- _WHAT IS BEING ASKED_:
List every line in the records below that contains the string "belt", reproducing each line verbatim.

(Excerpts from bounding box data)
** start **

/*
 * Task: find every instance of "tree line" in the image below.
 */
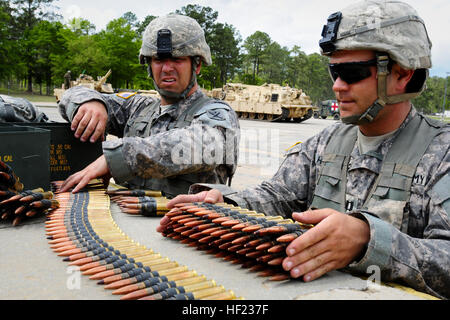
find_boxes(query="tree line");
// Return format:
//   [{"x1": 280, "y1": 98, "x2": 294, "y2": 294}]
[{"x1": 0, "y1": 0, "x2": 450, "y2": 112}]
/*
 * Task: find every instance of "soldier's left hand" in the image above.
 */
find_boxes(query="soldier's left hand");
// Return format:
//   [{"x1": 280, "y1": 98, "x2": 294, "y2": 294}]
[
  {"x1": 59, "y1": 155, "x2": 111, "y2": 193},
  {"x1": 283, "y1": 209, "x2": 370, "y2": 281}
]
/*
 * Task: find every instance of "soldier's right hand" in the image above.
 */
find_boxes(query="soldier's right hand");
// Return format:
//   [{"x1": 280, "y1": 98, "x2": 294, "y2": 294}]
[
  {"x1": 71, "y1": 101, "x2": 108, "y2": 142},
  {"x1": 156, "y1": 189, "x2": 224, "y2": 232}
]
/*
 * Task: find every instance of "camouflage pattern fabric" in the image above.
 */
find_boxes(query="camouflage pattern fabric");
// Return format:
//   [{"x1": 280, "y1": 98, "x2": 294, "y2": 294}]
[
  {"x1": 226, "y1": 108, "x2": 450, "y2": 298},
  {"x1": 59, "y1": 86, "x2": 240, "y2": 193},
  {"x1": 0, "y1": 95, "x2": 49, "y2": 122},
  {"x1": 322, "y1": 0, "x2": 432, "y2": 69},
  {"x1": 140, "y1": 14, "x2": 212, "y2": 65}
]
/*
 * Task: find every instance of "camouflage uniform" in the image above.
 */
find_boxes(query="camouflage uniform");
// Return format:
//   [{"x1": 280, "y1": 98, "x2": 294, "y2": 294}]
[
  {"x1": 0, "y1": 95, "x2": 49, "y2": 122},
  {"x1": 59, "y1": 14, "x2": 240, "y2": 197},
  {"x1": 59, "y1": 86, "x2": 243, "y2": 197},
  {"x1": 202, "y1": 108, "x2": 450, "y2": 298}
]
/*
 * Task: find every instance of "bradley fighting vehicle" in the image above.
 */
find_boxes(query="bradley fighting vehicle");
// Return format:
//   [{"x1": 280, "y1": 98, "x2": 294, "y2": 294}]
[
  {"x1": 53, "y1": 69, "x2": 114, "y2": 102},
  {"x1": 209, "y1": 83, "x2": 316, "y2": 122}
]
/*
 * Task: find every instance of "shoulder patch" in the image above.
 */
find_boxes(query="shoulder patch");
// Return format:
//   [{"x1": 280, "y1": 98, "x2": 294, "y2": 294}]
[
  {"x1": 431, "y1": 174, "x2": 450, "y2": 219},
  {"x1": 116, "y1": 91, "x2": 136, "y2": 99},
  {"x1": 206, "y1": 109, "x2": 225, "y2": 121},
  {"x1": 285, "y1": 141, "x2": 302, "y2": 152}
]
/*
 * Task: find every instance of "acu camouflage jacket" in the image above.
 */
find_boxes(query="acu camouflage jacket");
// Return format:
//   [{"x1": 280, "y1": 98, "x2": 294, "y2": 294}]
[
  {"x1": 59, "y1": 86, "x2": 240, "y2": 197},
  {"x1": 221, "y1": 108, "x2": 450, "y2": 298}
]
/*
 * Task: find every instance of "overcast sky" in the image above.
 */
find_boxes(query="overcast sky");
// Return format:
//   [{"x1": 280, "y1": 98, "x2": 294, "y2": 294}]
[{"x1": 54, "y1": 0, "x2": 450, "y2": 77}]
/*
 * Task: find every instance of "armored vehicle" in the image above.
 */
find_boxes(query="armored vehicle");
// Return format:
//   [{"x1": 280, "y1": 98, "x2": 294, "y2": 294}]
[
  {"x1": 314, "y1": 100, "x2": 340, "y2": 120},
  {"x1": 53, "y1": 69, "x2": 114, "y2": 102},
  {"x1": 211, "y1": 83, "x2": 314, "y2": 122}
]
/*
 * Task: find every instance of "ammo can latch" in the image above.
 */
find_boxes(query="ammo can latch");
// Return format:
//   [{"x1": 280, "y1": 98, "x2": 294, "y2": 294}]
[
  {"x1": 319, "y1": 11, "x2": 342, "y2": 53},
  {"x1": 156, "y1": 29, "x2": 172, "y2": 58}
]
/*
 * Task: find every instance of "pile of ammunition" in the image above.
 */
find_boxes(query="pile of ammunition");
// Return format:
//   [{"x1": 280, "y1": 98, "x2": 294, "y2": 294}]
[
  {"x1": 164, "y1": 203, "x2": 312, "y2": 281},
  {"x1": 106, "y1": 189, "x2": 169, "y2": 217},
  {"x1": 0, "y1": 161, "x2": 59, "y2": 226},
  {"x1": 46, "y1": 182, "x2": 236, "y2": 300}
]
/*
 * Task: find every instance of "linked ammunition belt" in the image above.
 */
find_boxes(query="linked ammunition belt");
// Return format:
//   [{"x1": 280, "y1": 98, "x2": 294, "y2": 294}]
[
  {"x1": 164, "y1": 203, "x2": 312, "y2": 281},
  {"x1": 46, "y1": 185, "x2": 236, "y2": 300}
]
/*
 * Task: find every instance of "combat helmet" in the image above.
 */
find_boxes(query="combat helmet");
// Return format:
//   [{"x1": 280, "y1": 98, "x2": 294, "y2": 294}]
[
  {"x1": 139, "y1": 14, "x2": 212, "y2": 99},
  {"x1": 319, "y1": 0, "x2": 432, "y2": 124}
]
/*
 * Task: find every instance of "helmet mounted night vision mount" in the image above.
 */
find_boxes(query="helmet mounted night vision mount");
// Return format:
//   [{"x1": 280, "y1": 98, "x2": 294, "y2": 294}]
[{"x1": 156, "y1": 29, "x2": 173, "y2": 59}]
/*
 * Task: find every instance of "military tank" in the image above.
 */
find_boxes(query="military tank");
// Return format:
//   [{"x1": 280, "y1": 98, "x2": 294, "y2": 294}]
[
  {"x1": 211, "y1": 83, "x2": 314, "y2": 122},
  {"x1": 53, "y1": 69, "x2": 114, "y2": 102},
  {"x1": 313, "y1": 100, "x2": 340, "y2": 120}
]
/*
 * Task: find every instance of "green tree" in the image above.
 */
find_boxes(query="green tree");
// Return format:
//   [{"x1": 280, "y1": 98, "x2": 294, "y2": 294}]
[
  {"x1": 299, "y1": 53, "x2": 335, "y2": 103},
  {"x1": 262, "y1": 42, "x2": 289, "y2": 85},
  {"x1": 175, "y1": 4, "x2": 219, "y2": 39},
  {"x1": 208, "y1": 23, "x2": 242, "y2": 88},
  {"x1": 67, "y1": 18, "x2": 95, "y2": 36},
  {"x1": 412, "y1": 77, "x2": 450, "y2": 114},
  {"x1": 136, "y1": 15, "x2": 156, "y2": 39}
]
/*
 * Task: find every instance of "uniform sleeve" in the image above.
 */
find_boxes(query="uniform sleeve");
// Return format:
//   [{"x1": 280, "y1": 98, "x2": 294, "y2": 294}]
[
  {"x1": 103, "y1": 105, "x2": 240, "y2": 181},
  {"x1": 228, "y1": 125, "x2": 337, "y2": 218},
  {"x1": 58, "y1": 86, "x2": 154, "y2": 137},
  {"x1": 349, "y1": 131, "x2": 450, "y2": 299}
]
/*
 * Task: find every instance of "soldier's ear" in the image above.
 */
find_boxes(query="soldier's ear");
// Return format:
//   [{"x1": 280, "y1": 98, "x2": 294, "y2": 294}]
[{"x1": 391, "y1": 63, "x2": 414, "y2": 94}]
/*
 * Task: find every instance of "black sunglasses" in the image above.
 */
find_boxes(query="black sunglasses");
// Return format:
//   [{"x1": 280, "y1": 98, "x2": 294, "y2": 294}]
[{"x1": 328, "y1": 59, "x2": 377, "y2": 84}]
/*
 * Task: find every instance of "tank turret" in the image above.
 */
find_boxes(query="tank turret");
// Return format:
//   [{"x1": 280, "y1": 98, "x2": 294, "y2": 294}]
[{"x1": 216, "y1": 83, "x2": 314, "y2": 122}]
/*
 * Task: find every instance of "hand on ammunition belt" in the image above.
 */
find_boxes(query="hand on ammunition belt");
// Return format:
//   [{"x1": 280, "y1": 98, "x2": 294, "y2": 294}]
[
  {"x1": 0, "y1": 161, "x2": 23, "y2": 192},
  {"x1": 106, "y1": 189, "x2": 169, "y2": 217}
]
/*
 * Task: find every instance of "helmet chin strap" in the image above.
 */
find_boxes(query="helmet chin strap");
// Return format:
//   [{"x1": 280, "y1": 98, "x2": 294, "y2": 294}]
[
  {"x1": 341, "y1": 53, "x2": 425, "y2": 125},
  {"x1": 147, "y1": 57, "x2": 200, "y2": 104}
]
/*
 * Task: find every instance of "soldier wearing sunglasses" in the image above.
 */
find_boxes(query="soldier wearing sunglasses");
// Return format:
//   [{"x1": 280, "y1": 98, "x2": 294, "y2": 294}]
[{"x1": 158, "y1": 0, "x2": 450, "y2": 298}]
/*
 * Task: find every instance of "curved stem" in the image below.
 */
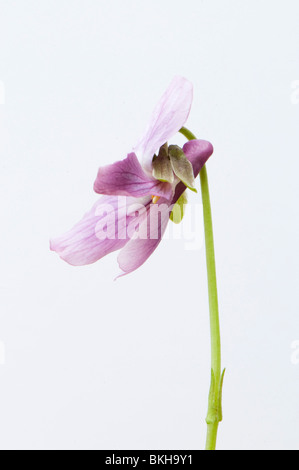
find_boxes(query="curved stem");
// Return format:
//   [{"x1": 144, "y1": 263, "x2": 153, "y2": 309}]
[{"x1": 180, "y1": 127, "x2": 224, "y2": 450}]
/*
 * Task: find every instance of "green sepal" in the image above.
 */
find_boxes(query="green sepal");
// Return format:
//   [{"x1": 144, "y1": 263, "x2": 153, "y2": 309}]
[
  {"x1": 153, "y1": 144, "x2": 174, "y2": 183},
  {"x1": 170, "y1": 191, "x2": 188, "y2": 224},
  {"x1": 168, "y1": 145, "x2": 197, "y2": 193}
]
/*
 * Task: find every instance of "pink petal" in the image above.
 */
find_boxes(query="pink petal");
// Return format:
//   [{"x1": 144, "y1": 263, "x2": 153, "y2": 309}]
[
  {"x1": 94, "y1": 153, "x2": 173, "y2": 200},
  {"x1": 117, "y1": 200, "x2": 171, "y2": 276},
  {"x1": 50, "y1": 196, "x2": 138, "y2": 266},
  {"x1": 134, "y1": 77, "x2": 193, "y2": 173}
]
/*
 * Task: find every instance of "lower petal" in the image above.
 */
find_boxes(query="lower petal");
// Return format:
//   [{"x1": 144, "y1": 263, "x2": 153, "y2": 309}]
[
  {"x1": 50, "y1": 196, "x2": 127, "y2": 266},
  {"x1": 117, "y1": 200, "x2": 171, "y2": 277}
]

** end **

- _TASK OUTPUT_:
 * Task: find every instance of "linked ammunition belt" in the image above.
find_boxes(query="linked ammunition belt");
 * Task: find every instance of "hand on ammunition belt" in the image above.
find_boxes(query="hand on ammunition belt");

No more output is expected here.